[Start Data supplied]
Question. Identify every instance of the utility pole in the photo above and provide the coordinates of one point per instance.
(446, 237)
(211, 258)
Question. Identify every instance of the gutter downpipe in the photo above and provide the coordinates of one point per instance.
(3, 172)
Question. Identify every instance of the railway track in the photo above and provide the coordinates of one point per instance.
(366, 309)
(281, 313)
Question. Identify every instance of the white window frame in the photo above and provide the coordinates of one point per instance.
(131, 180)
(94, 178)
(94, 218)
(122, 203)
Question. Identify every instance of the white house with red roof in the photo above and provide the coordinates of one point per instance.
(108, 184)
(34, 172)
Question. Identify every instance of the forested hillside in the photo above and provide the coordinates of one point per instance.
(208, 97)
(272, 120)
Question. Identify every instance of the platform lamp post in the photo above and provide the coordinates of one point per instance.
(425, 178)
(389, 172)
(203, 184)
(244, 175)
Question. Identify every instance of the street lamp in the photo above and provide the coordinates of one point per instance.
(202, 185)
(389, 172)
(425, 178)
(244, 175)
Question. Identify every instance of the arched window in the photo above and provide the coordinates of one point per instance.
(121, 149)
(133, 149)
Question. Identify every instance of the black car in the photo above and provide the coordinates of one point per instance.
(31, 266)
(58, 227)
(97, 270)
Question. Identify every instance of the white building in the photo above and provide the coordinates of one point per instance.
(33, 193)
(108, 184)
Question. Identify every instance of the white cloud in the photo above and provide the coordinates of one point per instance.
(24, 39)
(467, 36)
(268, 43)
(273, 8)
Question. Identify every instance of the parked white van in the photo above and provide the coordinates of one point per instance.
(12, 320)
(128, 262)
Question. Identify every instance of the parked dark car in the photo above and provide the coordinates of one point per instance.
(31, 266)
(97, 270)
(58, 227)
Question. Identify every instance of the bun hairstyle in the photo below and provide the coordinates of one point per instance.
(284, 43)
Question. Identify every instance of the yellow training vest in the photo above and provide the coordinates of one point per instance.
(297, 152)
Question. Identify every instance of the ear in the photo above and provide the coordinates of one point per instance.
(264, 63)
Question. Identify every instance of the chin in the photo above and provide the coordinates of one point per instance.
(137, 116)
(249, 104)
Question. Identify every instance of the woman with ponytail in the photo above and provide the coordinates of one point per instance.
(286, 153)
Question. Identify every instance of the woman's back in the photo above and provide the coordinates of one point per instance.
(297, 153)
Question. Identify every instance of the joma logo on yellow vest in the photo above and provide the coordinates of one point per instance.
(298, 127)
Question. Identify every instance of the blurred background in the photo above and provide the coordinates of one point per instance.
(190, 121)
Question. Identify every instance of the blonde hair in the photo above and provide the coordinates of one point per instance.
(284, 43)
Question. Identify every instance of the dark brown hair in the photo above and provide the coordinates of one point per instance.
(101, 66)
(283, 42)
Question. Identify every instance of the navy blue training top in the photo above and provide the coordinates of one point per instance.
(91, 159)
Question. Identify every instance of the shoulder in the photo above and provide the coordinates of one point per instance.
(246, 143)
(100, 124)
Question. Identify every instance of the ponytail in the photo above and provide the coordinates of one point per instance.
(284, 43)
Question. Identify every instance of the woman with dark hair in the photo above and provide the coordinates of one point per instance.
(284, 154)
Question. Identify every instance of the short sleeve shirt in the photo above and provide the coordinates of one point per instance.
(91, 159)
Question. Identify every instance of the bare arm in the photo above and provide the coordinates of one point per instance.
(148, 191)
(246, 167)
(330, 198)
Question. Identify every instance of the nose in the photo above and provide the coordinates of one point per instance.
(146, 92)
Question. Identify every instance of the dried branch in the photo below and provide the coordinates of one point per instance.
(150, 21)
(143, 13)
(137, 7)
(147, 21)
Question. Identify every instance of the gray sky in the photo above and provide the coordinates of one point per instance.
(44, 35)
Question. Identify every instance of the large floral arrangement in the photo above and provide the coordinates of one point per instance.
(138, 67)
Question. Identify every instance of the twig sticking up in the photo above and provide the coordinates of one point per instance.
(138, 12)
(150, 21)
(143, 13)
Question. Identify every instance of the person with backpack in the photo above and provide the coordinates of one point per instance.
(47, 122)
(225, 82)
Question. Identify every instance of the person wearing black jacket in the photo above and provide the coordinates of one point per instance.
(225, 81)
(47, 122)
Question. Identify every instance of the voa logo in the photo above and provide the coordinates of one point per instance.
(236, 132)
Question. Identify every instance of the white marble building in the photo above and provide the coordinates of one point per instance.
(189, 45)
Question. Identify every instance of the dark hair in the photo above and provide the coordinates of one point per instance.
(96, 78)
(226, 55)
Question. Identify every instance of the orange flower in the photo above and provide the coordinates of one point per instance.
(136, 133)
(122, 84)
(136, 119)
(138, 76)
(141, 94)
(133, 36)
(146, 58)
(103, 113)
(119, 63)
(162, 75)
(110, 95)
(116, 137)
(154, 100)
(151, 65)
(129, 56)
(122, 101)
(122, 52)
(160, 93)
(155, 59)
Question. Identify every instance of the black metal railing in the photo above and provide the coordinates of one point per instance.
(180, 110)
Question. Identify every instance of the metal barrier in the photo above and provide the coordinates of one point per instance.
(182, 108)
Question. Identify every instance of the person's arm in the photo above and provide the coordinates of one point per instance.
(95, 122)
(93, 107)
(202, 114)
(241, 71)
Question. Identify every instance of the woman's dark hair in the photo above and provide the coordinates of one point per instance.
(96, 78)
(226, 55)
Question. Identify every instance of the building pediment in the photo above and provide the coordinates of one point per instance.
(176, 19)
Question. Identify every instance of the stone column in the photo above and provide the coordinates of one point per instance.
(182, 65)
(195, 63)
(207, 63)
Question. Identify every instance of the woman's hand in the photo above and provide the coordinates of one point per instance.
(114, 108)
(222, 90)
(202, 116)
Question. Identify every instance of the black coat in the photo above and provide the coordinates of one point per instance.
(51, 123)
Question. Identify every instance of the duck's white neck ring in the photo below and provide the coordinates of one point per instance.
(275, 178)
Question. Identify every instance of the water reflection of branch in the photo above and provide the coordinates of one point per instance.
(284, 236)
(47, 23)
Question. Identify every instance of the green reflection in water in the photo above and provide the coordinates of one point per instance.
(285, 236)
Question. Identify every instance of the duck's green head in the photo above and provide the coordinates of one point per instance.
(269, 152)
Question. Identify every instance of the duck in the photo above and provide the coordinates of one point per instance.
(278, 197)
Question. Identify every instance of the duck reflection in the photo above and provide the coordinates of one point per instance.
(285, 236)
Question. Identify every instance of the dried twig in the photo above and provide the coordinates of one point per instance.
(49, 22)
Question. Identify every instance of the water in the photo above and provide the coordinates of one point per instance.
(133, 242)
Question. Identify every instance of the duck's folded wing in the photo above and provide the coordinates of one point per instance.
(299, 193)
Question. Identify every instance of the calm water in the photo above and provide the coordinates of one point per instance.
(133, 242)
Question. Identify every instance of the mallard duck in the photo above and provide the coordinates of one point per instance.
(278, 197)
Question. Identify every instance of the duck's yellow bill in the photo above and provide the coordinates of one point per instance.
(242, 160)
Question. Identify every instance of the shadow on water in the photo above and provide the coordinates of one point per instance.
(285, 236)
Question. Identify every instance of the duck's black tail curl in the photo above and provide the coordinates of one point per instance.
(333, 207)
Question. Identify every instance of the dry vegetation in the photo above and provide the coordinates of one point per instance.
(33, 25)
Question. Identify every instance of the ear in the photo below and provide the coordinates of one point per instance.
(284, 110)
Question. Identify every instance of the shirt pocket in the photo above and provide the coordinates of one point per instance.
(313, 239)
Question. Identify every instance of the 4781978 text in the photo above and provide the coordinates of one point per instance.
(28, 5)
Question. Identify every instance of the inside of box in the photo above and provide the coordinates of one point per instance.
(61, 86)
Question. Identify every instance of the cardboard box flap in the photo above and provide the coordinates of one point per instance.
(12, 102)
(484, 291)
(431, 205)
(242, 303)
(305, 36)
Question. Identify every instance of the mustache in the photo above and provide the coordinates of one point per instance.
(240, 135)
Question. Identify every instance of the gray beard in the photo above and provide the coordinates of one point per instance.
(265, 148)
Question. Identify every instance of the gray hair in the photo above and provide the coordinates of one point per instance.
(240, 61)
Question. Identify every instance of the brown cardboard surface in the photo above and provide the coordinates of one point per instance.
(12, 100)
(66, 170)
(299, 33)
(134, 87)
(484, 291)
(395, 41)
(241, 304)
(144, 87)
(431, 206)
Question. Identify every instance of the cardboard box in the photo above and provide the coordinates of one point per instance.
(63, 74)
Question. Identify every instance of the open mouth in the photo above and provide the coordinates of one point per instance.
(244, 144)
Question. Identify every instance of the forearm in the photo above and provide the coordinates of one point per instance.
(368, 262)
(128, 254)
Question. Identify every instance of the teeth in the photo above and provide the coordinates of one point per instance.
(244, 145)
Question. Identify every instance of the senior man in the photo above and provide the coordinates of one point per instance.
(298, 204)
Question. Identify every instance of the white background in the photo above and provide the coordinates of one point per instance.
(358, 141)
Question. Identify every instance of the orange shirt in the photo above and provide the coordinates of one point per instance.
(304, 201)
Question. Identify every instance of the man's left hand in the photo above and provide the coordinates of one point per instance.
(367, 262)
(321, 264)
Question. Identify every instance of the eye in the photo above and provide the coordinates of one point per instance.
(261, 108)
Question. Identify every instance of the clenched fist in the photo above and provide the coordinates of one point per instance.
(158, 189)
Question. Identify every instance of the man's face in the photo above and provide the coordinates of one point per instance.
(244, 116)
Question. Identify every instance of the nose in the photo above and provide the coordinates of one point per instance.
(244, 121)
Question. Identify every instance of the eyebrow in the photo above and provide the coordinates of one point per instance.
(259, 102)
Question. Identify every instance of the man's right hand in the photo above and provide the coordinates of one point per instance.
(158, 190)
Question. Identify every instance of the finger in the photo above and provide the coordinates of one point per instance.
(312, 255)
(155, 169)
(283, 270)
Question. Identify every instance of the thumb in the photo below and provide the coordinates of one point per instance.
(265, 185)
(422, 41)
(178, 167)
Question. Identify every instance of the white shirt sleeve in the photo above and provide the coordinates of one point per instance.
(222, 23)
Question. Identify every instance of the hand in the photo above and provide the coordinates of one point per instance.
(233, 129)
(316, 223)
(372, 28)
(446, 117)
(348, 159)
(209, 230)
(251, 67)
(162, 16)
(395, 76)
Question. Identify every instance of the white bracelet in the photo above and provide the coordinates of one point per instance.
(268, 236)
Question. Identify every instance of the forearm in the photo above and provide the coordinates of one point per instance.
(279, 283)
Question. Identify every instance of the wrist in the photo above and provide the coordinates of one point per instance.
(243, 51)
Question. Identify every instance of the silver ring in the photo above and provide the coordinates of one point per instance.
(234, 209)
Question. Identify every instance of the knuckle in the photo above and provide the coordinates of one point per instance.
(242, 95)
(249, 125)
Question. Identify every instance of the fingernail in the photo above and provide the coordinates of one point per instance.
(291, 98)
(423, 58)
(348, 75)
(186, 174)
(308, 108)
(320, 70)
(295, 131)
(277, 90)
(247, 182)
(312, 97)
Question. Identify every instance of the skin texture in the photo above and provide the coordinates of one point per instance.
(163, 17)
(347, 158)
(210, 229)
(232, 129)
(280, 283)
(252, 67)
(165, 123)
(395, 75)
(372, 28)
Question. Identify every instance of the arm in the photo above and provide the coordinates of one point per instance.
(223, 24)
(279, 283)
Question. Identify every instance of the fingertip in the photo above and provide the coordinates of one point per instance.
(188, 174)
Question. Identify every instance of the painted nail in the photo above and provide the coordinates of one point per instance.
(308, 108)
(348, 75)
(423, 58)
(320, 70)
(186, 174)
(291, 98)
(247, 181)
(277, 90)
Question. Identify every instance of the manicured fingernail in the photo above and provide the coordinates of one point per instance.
[End Data supplied]
Task statement:
Give back, exactly as written, the lines from the one with "Question. Identify every instance of the skin" to the last line.

Solution to the exercise:
Question. Identify every instance of the skin texture in the photo above and provide the coordinates of one point per instance.
(163, 17)
(347, 158)
(210, 229)
(232, 129)
(280, 283)
(252, 67)
(165, 123)
(395, 75)
(372, 28)
Question. Identify every instance of the arm in the photo above and provide the coordinates of one point per instance.
(223, 24)
(279, 283)
Question. Identify every instance of the fingertip in the photo above and provide the coordinates of one point per instance.
(188, 174)
Question. Identify every instance of the painted nail in the photo above and provide the coordinates of one point per instance.
(308, 108)
(348, 75)
(423, 58)
(320, 70)
(186, 174)
(291, 98)
(247, 181)
(277, 90)
Question. Identify every instance of the manicured fingernail in the photo above and provide the coordinates of one point per instance.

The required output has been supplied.